▸ Source excerpt:
■ ■ ■ ■ ■ ■ ■

So, sure we will get back to telling you all about the Chicago Loop project, which by the way was really incredible.


So check out our Kickstarter page there are some really great rewards we have designed.


Thanks for your support, really, any amount will really help the project out.


...royce and tali...

Wednesday, May 23, 2012

March 17th


Tali's Silver Bullet from O'Hare.
As the tale goes, Tali was whisked off the plane onto the L train and taken directly to the venue in Chicago's Loop where she would literally hit the ground running since March 17, 2012 is the day she landed and it is the day that we were officially kicking off The COLORboration Project - Loop.


How it all started.
It's all true, the space at 208 S. Wabash had been quickly transformed from a cramped gallery to something a lot more expansive. Thanks to the help of good friend and shlepping buddy Rick Neuhaus walls were moved and stages rearranged and painted just in time for Tali's arrival.  We she walked in the door the place actually sort of looked like a gallery and the buzz was on since we only had a couple hours to get things together for the first evening of many live painting with live music sessions.


Pretty much a proper gallery.
Do I need to remind you that March 17th is St. Patrick's Day, and if you know any thing about Chicago other than Al Capone, you will know that St. Patty's day is pretty much a no holes barred sort of a day that actually really gets started somewhere around the 10th. So the energy was high in the city as well as the venue.


St. Patty's Day revelers.
We started off mellow with the music of mitre, aka Scott Richardson. Interestingly enough we worked with Scott last year on the last day of our Colorboration Project in Logan Square. His atmospheric guitarscapes were a good way to ease on into the first night of this project.


Tali with her first painting of the project and the maker of the music, Scott Richardson
As Scott's set was winding up slowly the rhythms of Rick Neuhaus's near hemisphere were layered into the guitar of miter. First with hand claps and until most of near hemisphere which by now was all in the audience were beating on something.

■ ■ ■ ■ ■ ■ ■

▸ Data extract:
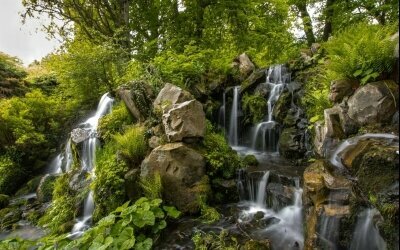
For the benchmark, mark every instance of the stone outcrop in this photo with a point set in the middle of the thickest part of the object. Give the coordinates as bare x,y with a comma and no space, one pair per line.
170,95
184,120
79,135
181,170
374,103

■ ■ ■ ■ ■ ■ ■

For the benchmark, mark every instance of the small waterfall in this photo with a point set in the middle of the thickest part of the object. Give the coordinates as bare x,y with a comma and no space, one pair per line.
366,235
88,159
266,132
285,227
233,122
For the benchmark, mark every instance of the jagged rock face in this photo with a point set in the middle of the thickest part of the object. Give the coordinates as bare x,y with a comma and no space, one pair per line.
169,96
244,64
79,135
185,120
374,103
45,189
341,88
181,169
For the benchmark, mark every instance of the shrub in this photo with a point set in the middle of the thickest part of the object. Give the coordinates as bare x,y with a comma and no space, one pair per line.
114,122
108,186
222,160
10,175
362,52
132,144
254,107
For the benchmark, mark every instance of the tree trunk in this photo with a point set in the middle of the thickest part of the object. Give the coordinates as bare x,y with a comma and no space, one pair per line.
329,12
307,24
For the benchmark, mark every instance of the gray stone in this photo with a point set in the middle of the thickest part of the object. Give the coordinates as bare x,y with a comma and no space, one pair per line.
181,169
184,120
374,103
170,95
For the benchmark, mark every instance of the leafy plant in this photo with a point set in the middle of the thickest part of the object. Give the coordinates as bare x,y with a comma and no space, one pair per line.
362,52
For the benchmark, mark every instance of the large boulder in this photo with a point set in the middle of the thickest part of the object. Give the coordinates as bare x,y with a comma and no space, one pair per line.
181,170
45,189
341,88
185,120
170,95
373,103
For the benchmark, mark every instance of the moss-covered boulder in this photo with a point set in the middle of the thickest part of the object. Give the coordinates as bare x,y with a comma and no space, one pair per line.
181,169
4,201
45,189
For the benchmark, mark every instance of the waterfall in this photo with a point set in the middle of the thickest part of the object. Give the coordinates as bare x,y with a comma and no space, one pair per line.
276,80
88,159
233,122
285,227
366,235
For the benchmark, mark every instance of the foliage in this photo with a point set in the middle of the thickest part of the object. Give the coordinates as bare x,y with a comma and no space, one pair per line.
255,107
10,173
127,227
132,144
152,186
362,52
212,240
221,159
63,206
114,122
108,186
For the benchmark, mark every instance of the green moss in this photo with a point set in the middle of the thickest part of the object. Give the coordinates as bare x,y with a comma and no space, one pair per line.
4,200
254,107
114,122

■ ■ ■ ■ ■ ■ ■

▸ Problems to solve:
a. Transcribe the passage of the COLORboration post from "Tali's Silver Bullet" to "Project - Loop.".
b. In the COLORboration post, condense the paragraph beginning "We started off mellow with the music of mitre" into a shorter version that keeps its main facts.

▸ Exercise solutions:
a.
Tali's Silver Bullet from O'Hare.
As the tale goes, Tali was whisked off the plane onto the L train and taken directly to the venue in Chicago's Loop where she would literally hit the ground running since March 17, 2012 is the day she landed and it is the day that we were officially kicking off The COLORboration Project - Loop.

b. The first night opened mellow with music by mitre (Scott Richardson), whom they had worked with last year on the final day of their Colorboration Project in Logan Square. His atmospheric guitarscapes eased them into the project's first night.